--- Begin ---

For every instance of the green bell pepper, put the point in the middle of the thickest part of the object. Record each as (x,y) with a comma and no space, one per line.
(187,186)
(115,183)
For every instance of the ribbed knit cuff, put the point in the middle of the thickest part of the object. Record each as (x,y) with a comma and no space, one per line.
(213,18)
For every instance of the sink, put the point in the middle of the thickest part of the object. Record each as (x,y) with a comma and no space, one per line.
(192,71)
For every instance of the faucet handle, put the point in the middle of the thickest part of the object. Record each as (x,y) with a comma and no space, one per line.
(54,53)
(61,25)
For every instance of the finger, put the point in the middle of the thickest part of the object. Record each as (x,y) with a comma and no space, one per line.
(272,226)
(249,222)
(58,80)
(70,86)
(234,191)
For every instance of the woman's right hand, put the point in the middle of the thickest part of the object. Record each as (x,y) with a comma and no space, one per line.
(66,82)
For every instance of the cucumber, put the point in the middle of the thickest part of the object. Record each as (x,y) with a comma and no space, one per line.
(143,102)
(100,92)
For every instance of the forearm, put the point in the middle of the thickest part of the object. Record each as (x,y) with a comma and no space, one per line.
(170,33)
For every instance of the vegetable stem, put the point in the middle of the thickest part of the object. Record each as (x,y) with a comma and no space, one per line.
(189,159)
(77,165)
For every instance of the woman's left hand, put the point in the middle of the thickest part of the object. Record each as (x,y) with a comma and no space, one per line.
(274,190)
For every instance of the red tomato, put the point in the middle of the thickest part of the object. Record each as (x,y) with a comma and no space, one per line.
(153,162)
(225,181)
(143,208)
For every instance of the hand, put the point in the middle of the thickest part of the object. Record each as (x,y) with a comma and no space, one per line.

--- End ---

→ **Given exercise**
Express each of the lines above as one string in a JSON list, in order, leaving out any blank lines.

→ **Written response**
[
  "For every instance of the green bell pepper, put the point in the middle of the thickest part of the object. Record each as (x,y) with a comma and no space, one per line.",
  "(187,186)",
  "(115,183)",
  "For every instance of the ribbed knit cuff, put the point in the middle of the thickest part of the object. Record each as (x,y) with a comma and no space, one per line.",
  "(213,18)",
  "For every instance of the sink, put the point in the middle of the thickest part of the object. Record each as (x,y) with a comma and no space, one per line.",
  "(192,71)",
  "For every instance of the faucet handle, put the point in the middle of the thickest part of the object. Record each as (x,y) with a comma and no space, one per line.",
  "(54,53)",
  "(61,25)",
  "For every instance of the finger, put the point in the middle of the thickest part of the object. Record each as (x,y) with a comma and no space, one per line.",
  "(272,226)",
  "(249,222)",
  "(58,80)",
  "(70,86)",
  "(234,191)",
  "For every instance of the woman's right hand, put the point in the middle of the thickest part of the object. Record each as (x,y) with a comma and no space, one per line.",
  "(66,82)",
  "For every instance of the cucumber, put the point in the middle of the thickest part of the object. Record each as (x,y) with a comma and no space, one per line.",
  "(143,102)",
  "(100,92)",
  "For every instance of the forearm, put the point in the middle of the thickest part of the object. Record each as (x,y) with a comma and no space, one per line.",
  "(170,33)",
  "For every instance of the vegetable stem, put the point in the middle of the thickest part of the object. Record each as (x,y) with a comma and no space, one per line.",
  "(189,159)",
  "(77,165)",
  "For every instance of the woman's left hand, put the point in the middle of the thickest part of the object. Record each as (x,y) with a comma and no space, one per line.",
  "(274,190)",
  "For every instance of the red tomato, put the point in the middle of the thickest part of the object. Record each as (x,y) with a comma and no space, one per line.",
  "(153,162)",
  "(225,181)",
  "(143,208)",
  "For every instance of the hand, put the point in the middle of the thickest part of the object. Record each as (x,y) with a comma and no space, one per line."
]